━━━━━ Material for this exercise

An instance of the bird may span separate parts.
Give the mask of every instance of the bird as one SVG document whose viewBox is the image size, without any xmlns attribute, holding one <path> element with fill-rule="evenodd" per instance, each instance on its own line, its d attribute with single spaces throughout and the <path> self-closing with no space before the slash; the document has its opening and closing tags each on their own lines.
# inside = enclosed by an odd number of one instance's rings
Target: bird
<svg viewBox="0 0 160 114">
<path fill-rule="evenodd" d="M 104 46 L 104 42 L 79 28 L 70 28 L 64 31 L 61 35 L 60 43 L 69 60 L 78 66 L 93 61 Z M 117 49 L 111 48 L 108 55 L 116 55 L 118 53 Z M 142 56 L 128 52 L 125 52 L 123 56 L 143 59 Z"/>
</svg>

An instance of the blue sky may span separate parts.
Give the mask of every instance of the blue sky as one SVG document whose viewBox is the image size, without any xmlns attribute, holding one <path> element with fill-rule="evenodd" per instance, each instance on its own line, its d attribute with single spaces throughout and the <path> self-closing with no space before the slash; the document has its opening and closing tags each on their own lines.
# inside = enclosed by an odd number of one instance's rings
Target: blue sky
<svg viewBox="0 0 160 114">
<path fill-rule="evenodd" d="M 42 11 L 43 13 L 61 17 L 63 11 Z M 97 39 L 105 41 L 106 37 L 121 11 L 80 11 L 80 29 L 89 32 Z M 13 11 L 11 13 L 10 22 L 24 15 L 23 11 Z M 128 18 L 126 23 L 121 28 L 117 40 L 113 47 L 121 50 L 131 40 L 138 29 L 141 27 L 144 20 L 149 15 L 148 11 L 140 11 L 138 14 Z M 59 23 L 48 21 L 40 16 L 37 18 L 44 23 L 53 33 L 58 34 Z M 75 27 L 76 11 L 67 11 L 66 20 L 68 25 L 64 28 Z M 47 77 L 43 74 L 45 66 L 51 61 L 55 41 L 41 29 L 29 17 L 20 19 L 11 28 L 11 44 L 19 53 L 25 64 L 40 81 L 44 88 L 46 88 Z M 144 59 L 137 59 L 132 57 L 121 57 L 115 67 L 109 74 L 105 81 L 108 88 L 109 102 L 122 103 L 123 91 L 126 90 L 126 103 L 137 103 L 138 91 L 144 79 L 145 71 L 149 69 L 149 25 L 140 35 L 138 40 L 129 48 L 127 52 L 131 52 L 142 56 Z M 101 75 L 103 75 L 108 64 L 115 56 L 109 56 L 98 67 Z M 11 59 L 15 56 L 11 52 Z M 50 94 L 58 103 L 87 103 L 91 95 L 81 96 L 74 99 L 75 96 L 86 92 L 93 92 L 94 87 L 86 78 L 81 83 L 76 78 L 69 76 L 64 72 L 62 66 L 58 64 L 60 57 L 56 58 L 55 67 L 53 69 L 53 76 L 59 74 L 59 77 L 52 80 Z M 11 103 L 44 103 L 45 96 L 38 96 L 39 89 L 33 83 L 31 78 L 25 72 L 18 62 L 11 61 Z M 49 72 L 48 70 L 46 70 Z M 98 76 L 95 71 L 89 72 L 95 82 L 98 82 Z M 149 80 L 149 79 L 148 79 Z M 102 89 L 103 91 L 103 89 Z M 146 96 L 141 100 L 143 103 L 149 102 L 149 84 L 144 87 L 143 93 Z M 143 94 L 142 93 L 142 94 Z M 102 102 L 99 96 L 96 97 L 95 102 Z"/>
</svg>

━━━━━━━━━━

● What you have to do:
Please write out all of the data above again, swapping "separate parts" for "disjoint pieces" and changing nothing else.

● Result:
An instance of the bird may span disjoint pieces.
Give the mask of every instance of the bird as one SVG document whose viewBox is the image size, without any xmlns attribute, holding one <path> element with fill-rule="evenodd" per instance, each instance on its own line, its d attribute with single spaces throughout and the <path> self-closing with no space before the slash; the document has its opening and closing tags each on their own lines.
# inside = enclosed by an odd number of one instance's rings
Target: bird
<svg viewBox="0 0 160 114">
<path fill-rule="evenodd" d="M 104 46 L 104 42 L 79 28 L 70 28 L 64 31 L 61 35 L 60 43 L 69 60 L 78 66 L 93 61 Z M 117 49 L 111 48 L 108 55 L 116 55 L 118 53 Z M 142 56 L 128 52 L 125 52 L 123 56 L 143 59 Z"/>
</svg>

An instance of the blue sky may span disjoint pieces.
Give the mask of every instance of the blue sky as one SVG document whose viewBox is the image size, without any xmlns attribute, holding one <path> element with fill-rule="evenodd" per instance, each instance on its own line, its d attribute with single spaces throughout and the <path> self-closing with no space before the slash; the document has its opening and closing tags each on their own lines.
# inside = enclosed by an odd number of one instance's rings
Target: blue sky
<svg viewBox="0 0 160 114">
<path fill-rule="evenodd" d="M 42 11 L 43 13 L 61 17 L 63 11 Z M 97 39 L 105 41 L 106 37 L 121 11 L 80 11 L 80 29 L 89 32 Z M 13 11 L 11 13 L 10 22 L 24 15 L 23 11 Z M 128 18 L 126 23 L 121 28 L 117 40 L 113 47 L 121 50 L 131 40 L 138 29 L 141 27 L 144 20 L 149 15 L 148 11 L 140 11 L 138 14 Z M 59 23 L 48 21 L 40 16 L 37 18 L 44 23 L 53 33 L 58 34 Z M 75 27 L 76 11 L 67 11 L 66 20 L 68 25 L 64 28 Z M 47 77 L 43 74 L 45 66 L 51 61 L 55 41 L 41 29 L 29 17 L 20 19 L 11 28 L 11 44 L 19 53 L 25 64 L 40 81 L 44 88 L 46 88 Z M 144 59 L 137 59 L 132 57 L 121 57 L 115 67 L 109 74 L 105 81 L 108 88 L 109 102 L 122 103 L 123 91 L 126 90 L 126 103 L 137 103 L 138 91 L 144 79 L 145 71 L 149 69 L 149 25 L 140 35 L 138 40 L 129 48 L 127 52 L 131 52 L 142 56 Z M 101 75 L 103 75 L 108 64 L 115 56 L 109 56 L 98 67 Z M 11 59 L 15 56 L 11 52 Z M 50 94 L 58 103 L 87 103 L 91 95 L 81 96 L 74 99 L 75 96 L 86 92 L 93 92 L 94 87 L 86 78 L 81 83 L 76 78 L 69 76 L 64 72 L 62 66 L 58 64 L 60 57 L 56 58 L 55 67 L 53 69 L 53 76 L 59 74 L 59 77 L 52 80 Z M 11 103 L 44 103 L 45 96 L 38 96 L 39 89 L 33 83 L 31 78 L 25 72 L 18 62 L 11 61 Z M 49 72 L 48 70 L 46 70 Z M 98 76 L 95 71 L 89 72 L 95 82 L 98 82 Z M 149 80 L 149 79 L 148 79 Z M 102 89 L 103 91 L 103 89 Z M 146 96 L 141 100 L 143 103 L 149 102 L 149 84 L 144 87 L 143 93 Z M 143 94 L 142 93 L 142 94 Z M 102 102 L 99 96 L 96 97 L 95 102 Z"/>
</svg>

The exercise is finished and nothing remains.